SUPPLIED PASSAGE:
This was the first mix where I did the vocals on a nice warm smooth Shure SM7b like all the other podcasters have, so I hope you enjoy my dulcet tones with some extra.. tonality, or something. Big ups to my homie Tanner who lent me it. When he wants it back I’ll go grab my own, the upgrade is too substantial to step backwards. It only took 123 episodes of Fly In Formation for me to get here too, what a proud moment.
Anyways, lots of good music here - the new drop from The Dirty Sample/OGB’s group Cold Camp is catchy and has me looking at our +18 degree days and wishing we too could have winters that “stay cold forever.” We can’t, it’s gunna be hot and dry real real quick at this pace.
Western Canadain white guys will rejoice to hear I played both Snak the Ripper & Evil Ebenezer - Snak always gets me with these big glorious horn sample songs. I’m a sucker for that energy, and I thought EE brought a healthy dose of grounded reflection on this one.
There’s a francophone cypher from someone named Flower and featuring a name I recognized - Le Gicko - that’s just a little something special for the 1 percent of the 1 percent of Hip Hop heads who listen every week and request French representation. I have no idea what’s said, so apologies if it’s awful when you can understand it - the flows on point.
There’s B1 with Daniel Son doing some grimy dark tough guy bars on “Broken Stairways” - obligatory bucket mention in tact. There’s someone I’d never heard of named Flashbang Jimmy on this one - cool name, I wonder if Drake is gunna feature him on Ice Man?
Calgary’s 86LOVE, known for making songs about big dicks and Berta trucks is back with a follow up, this time flipping a Kanye concept and telling us about how many girls he’s going to get when he gets rich. Dream the dream broski.

SET OF TASKS:
(1) According to the mix notes, which microphone was used for the vocals on this mix?
(2) Retype the mix notes from "This was the" to "at this pace.".

LISTED RECORDS:
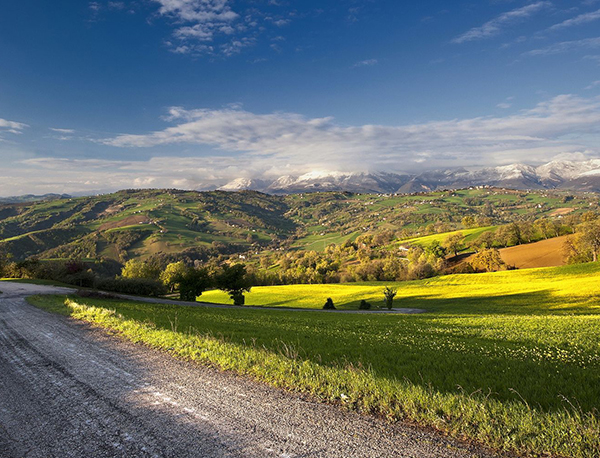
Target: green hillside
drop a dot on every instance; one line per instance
(141, 223)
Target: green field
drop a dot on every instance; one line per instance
(511, 359)
(426, 240)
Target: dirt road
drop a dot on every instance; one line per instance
(67, 390)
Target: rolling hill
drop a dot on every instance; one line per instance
(140, 223)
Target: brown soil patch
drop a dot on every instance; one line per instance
(547, 253)
(129, 221)
(562, 211)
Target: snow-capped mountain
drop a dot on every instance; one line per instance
(379, 182)
(241, 184)
(572, 175)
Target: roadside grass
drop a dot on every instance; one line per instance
(565, 289)
(426, 240)
(511, 360)
(35, 281)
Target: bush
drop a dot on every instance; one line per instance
(136, 286)
(389, 294)
(364, 305)
(192, 283)
(329, 304)
(234, 281)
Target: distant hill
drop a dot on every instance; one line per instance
(141, 223)
(565, 175)
(32, 198)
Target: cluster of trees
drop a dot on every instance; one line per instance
(192, 281)
(584, 245)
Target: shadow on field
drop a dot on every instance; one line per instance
(535, 302)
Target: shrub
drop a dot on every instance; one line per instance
(192, 283)
(389, 294)
(234, 281)
(137, 286)
(329, 304)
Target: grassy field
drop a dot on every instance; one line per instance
(568, 289)
(470, 234)
(545, 253)
(510, 359)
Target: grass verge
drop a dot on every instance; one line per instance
(507, 381)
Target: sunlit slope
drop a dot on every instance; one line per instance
(568, 289)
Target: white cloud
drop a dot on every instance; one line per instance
(593, 85)
(207, 27)
(12, 126)
(578, 20)
(366, 63)
(496, 25)
(288, 139)
(565, 46)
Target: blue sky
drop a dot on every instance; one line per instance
(103, 95)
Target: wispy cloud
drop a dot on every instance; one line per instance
(496, 25)
(565, 46)
(578, 20)
(12, 127)
(366, 63)
(292, 139)
(214, 26)
(595, 84)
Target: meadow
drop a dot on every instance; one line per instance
(509, 359)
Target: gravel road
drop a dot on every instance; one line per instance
(68, 390)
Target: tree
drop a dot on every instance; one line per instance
(469, 222)
(389, 294)
(588, 238)
(484, 242)
(435, 249)
(192, 283)
(488, 260)
(329, 304)
(234, 281)
(139, 269)
(454, 243)
(172, 275)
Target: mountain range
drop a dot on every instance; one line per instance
(559, 174)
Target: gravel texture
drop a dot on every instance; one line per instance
(69, 390)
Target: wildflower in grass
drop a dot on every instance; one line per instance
(389, 294)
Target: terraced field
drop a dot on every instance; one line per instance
(510, 359)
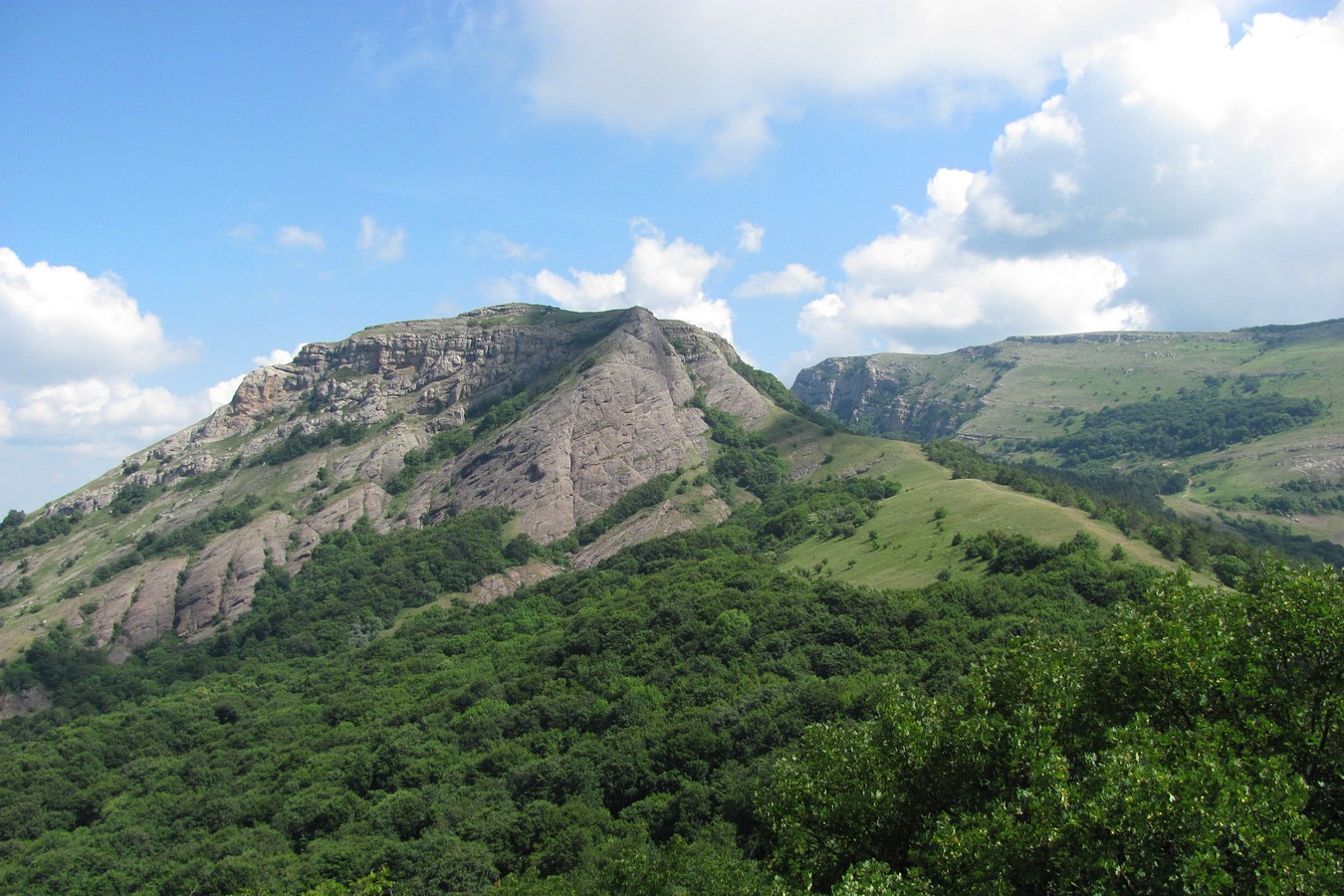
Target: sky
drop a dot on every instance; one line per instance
(194, 189)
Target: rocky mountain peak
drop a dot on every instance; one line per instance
(553, 414)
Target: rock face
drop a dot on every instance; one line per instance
(894, 394)
(599, 404)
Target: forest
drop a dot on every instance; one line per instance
(688, 716)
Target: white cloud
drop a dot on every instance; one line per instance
(664, 277)
(750, 237)
(728, 70)
(379, 243)
(70, 406)
(95, 404)
(276, 356)
(58, 323)
(794, 280)
(500, 246)
(1214, 168)
(222, 392)
(295, 237)
(1178, 180)
(922, 289)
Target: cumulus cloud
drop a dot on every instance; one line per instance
(794, 280)
(728, 70)
(1216, 166)
(379, 243)
(70, 403)
(661, 276)
(57, 322)
(1180, 179)
(118, 404)
(295, 237)
(276, 356)
(750, 237)
(922, 289)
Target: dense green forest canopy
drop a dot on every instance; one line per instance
(688, 715)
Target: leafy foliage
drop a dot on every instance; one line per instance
(603, 730)
(444, 445)
(299, 443)
(1190, 423)
(1193, 746)
(130, 497)
(641, 496)
(500, 412)
(769, 385)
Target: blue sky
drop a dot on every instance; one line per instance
(191, 189)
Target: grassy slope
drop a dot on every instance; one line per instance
(911, 546)
(1108, 371)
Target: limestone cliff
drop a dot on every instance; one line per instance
(599, 404)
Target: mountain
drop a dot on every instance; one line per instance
(540, 602)
(593, 430)
(1243, 426)
(550, 414)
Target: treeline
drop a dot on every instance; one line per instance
(1131, 504)
(299, 442)
(359, 581)
(690, 718)
(16, 537)
(442, 446)
(609, 726)
(1180, 426)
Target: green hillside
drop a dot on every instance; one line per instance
(1254, 419)
(702, 714)
(801, 661)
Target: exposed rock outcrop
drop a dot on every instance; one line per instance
(599, 403)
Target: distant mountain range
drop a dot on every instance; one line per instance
(1244, 423)
(557, 416)
(531, 600)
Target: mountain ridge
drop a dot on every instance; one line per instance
(312, 446)
(1029, 399)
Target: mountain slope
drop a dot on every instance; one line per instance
(550, 414)
(1232, 412)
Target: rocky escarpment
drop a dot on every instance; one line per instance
(599, 403)
(894, 394)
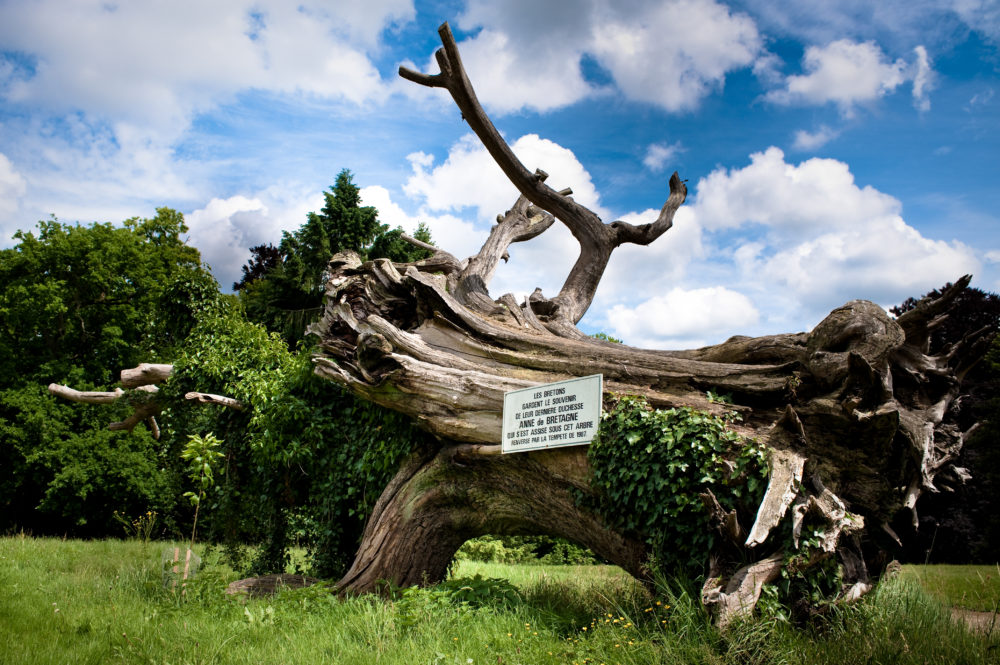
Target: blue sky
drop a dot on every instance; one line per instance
(832, 150)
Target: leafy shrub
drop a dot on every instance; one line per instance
(649, 467)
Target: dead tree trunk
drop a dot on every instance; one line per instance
(857, 415)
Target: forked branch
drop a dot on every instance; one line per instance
(597, 239)
(141, 380)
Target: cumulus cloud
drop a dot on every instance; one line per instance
(458, 236)
(821, 238)
(812, 140)
(900, 25)
(469, 178)
(470, 183)
(923, 80)
(681, 319)
(845, 73)
(670, 54)
(225, 229)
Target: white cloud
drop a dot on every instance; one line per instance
(658, 155)
(821, 239)
(816, 195)
(671, 54)
(459, 237)
(812, 140)
(469, 178)
(636, 272)
(508, 78)
(683, 318)
(923, 80)
(844, 73)
(675, 53)
(896, 23)
(225, 229)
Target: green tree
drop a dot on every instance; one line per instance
(78, 304)
(282, 287)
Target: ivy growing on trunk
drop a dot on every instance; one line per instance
(651, 468)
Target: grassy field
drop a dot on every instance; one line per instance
(105, 602)
(970, 587)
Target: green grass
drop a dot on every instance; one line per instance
(104, 602)
(969, 587)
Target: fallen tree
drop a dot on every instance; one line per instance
(849, 423)
(855, 416)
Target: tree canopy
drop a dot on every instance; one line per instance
(282, 287)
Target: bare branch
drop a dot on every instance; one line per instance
(647, 233)
(597, 240)
(208, 398)
(85, 397)
(145, 374)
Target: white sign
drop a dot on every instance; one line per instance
(565, 413)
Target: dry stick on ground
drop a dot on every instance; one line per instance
(857, 405)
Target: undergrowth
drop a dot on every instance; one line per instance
(96, 602)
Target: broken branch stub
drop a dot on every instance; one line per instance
(141, 380)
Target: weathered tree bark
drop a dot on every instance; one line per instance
(857, 415)
(142, 380)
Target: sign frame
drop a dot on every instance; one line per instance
(552, 415)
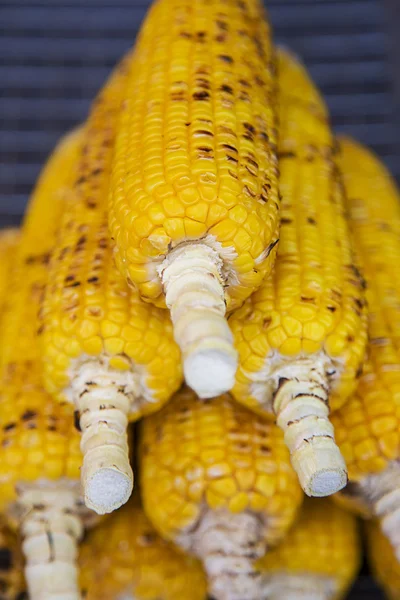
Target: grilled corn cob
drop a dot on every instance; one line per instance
(368, 427)
(318, 560)
(301, 337)
(194, 203)
(8, 246)
(105, 350)
(39, 446)
(383, 561)
(216, 480)
(12, 585)
(125, 557)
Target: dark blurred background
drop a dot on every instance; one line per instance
(55, 54)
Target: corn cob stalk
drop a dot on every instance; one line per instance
(40, 457)
(125, 558)
(216, 480)
(318, 560)
(12, 585)
(105, 350)
(194, 203)
(301, 337)
(382, 560)
(8, 245)
(367, 428)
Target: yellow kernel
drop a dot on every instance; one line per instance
(314, 331)
(238, 503)
(276, 337)
(93, 346)
(257, 502)
(213, 500)
(291, 347)
(224, 487)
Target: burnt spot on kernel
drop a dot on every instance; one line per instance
(28, 415)
(226, 59)
(201, 96)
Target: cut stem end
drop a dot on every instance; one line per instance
(301, 406)
(194, 290)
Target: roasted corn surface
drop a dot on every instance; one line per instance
(194, 202)
(12, 584)
(216, 479)
(125, 557)
(367, 428)
(8, 246)
(106, 351)
(39, 446)
(301, 336)
(319, 559)
(383, 561)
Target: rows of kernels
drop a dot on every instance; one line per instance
(214, 454)
(37, 437)
(195, 152)
(314, 301)
(125, 554)
(383, 561)
(12, 584)
(367, 429)
(324, 542)
(8, 245)
(88, 309)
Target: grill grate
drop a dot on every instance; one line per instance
(56, 54)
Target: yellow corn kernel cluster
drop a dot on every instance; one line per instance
(313, 305)
(8, 245)
(383, 561)
(214, 455)
(12, 585)
(88, 310)
(195, 152)
(37, 437)
(367, 428)
(321, 549)
(125, 555)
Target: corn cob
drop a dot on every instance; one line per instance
(301, 337)
(8, 246)
(318, 560)
(382, 560)
(351, 499)
(216, 479)
(368, 431)
(39, 446)
(105, 350)
(12, 585)
(193, 202)
(125, 557)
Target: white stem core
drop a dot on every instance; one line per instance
(383, 491)
(229, 544)
(301, 407)
(51, 530)
(302, 586)
(194, 291)
(104, 402)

FULL ANSWERS:
(1) A Shure SM7b.

(2)
This was the first mix where I did the vocals on a nice warm smooth Shure SM7b like all the other podcasters have, so I hope you enjoy my dulcet tones with some extra.. tonality, or something. Big ups to my homie Tanner who lent me it. When he wants it back I’ll go grab my own, the upgrade is too substantial to step backwards. It only took 123 episodes of Fly In Formation for me to get here too, what a proud moment.
Anyways, lots of good music here - the new drop from The Dirty Sample/OGB’s group Cold Camp is catchy and has me looking at our +18 degree days and wishing we too could have winters that “stay cold forever.” We can’t, it’s gunna be hot and dry real real quick at this pace.